(READING TEXT Opens)
When the abuse started in November 2006, the first element that I
found myself confronting in the decision to tell someone immediately, was the recognition
that it was actually wrong. I mean, my sexual education at school literally
just went as far as putting a condom on a banana and being told how to apply a
tampon! It meant that the only reason I knew that what was happening to me was wrong,
was the feeling. It felt wrong. It felt wrong for someone to cause so much pain
and upset to another person. Especially when that person was repeatedly asking
and fighting for it to end.
It seemed as though as soon as I came to the conclusion that the
abuse was wrong and that I needed help from someone to end it, my abuser turned
up his manipulation skills and improved on his threats so that they became my
next contender in the process of deciding whether or not to tell someone. And I
think that this is something which most others haven’t understood about the
abuse… You know, I have friends and family assuring me they would have believed
me if I’d told them and that they wouldn’t have thought me to be responsible in
any way. But, when there’s this one person in the whole world who is having the
biggest impact on your life, it’s difficult to ignore or contradict what they
tell you or what they ask of you. It can almost become an instinct to just do
what they say. And his threats of what he’d do if I did speak up…? Well, they
silenced me too.
Looking back across my life, I think I’m quite a tolerant person
in that I will put up with a lot of different experiences with a person or an
organisation, but then it gets to that point of being the straw that broke the
camel’s back. Sometimes there’s nothing wrong with that – sometimes that’s a
good quality. But it can also be bad because there will be instances where, if
I’d confronted them at the time, it might not have escalated. And I guess, the
abuse was one of those; because the longer I kept quiet, the worse things got –
not just in terms of actions, but my thoughts and feelings too. I mean, I
remember being in my abuser’s office and looking out of his window and thinking
‘the only way this will end is if I end my life.’
I thought that losing hope in that way – thinking that the only
way to escape these horrible experiences and the memories I was realising I’d
have to live with would be by killing myself – at the age of 15 didn’t bode
well for any kind of happy, healthy, safe future. As though, if I was already
broken in my teens, what chance did I have of mending for adulthood? Somehow,
though, I made it to eighteen – two years after the abuse had finished – before
I made my first suicide attempt… But I kept shtum when it came to telling all
these professionals who were suddenly a huge part of my life, about the abuse.
After my second suicide attempt a few months later, I was
sectioned under the 1983 Mental Health Act and hospitalised to a Psychiatric
Intensive Care Unit (PICU) where I made my first friendship with another
inpatient. It was ironic because on my tour of the ward – when I first saw her
– I was terrified, and I remember actually shrinking back away from her. She
had bandages from her wrists to her shoulders and always seemed to have this
angry aura about her. Then, I found myself in the secure courtyard with her (I
had gone out for fresh air, and she was out to smoke) and for some reason we
began talking… (I actually find that all of the most monumental moments in my
mental health journey are sometimes hard to pinpoint how they actually came
about) And again, for some reason, she began telling me how she’d been abused
by a family member and all of a sudden, my own experience of abuse was just pouring
out of my mouth, and it was like before I knew it, I was drowning in a mixture
of the memories and the tears.
(READING TEXT Closes)
■ PROBLEM: From the account of the abuse, extract the passage that begins at the words "It seemed as" and stops after "silenced me too.". The listing is separate material, independent of the account above.
(STUDY MATERIAL Opens)
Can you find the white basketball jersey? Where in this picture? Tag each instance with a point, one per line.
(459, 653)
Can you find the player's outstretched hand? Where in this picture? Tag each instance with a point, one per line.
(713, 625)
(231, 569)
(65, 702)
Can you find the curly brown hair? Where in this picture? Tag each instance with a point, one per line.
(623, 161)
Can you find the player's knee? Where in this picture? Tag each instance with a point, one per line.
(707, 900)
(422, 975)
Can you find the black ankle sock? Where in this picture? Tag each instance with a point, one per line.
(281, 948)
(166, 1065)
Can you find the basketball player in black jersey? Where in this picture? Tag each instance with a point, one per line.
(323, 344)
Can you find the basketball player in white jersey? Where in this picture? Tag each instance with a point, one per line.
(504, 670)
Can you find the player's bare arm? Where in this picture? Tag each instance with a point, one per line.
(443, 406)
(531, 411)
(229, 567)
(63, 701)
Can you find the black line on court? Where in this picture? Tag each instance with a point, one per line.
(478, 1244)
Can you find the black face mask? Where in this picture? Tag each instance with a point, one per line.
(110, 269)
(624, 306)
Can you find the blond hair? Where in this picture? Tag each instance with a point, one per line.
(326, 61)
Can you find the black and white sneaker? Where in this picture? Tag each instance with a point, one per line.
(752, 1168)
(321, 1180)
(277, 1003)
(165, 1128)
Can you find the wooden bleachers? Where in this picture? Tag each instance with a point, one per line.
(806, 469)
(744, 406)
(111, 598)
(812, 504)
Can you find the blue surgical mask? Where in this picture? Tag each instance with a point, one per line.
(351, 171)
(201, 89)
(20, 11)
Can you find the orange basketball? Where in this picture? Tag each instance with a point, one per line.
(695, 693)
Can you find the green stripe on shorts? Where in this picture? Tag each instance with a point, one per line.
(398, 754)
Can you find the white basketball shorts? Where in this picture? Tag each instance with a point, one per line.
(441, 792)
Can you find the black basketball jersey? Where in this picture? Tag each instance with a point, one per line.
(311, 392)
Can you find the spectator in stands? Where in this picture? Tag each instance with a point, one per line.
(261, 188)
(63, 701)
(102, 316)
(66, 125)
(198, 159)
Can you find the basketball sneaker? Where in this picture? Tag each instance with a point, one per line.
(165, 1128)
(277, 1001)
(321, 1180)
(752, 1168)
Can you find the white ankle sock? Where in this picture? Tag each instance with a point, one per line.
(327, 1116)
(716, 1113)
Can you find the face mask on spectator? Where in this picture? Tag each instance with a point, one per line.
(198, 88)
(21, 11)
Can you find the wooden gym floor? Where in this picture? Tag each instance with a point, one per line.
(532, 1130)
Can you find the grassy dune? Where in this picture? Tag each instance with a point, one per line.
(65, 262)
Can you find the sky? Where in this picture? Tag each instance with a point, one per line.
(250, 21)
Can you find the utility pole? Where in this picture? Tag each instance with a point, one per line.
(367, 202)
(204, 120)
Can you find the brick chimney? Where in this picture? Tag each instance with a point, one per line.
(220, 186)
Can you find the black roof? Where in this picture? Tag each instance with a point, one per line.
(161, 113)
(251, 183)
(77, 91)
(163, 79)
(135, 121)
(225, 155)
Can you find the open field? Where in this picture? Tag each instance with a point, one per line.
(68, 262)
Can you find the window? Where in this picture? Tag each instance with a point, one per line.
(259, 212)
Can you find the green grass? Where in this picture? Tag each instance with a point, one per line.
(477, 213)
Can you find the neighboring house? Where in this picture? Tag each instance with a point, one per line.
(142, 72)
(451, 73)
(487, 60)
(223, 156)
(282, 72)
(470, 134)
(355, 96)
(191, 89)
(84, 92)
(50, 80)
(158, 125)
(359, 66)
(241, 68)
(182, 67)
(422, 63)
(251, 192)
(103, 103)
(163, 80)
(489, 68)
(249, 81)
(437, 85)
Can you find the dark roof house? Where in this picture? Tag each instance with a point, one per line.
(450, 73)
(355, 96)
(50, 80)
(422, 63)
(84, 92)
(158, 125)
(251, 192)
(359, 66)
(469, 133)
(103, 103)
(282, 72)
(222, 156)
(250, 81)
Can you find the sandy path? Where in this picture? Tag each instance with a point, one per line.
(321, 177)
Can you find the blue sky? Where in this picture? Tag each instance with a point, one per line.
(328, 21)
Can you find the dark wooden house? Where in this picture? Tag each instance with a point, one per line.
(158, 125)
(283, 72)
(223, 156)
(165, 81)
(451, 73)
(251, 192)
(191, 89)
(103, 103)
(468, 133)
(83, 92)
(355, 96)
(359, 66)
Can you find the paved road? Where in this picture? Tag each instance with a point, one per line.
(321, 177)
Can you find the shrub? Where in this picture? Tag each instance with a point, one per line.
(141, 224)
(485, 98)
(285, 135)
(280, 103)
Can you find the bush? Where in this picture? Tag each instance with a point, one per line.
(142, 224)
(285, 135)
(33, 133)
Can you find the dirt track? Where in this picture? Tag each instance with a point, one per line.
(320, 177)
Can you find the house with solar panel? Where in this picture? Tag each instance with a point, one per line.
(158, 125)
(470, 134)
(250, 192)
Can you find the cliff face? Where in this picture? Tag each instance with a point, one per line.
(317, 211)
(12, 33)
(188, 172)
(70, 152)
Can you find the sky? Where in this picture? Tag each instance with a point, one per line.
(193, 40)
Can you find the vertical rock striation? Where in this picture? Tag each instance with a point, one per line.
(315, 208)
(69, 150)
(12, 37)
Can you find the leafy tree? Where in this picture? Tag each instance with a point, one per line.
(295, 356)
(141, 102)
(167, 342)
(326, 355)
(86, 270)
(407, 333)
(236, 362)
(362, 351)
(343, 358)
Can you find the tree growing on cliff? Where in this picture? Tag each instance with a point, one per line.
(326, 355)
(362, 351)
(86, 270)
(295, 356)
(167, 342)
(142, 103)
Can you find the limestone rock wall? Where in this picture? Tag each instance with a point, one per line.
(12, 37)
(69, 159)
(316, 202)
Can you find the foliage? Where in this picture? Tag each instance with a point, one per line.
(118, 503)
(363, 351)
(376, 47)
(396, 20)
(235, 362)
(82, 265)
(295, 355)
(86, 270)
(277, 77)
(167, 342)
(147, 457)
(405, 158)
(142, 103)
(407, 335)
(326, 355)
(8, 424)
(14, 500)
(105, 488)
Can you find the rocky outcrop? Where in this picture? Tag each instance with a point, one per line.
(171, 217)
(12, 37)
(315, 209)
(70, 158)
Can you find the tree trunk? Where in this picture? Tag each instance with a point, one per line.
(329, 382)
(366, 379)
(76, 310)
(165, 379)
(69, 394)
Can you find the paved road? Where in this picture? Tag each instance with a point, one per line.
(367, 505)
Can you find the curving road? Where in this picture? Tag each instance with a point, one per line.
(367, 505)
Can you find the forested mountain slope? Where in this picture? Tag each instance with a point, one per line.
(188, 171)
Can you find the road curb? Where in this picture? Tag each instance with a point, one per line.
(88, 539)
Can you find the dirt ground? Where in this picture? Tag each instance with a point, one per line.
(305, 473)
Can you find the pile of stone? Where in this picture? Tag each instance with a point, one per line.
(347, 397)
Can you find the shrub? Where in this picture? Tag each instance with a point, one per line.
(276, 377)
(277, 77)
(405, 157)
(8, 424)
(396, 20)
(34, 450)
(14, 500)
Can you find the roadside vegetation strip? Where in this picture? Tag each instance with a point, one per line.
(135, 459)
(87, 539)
(STUDY MATERIAL Closes)
■ EXERCISE OUTPUT:
It seemed as though as soon as I came to the conclusion that the
abuse was wrong and that I needed help from someone to end it, my abuser turned
up his manipulation skills and improved on his threats so that they became my
next contender in the process of deciding whether or not to tell someone. And I
think that this is something which most others haven’t understood about the
abuse… You know, I have friends and family assuring me they would have believed
me if I’d told them and that they wouldn’t have thought me to be responsible in
any way. But, when there’s this one person in the whole world who is having the
biggest impact on your life, it’s difficult to ignore or contradict what they
tell you or what they ask of you. It can almost become an instinct to just do
what they say. And his threats of what he’d do if I did speak up…? Well, they
silenced me too.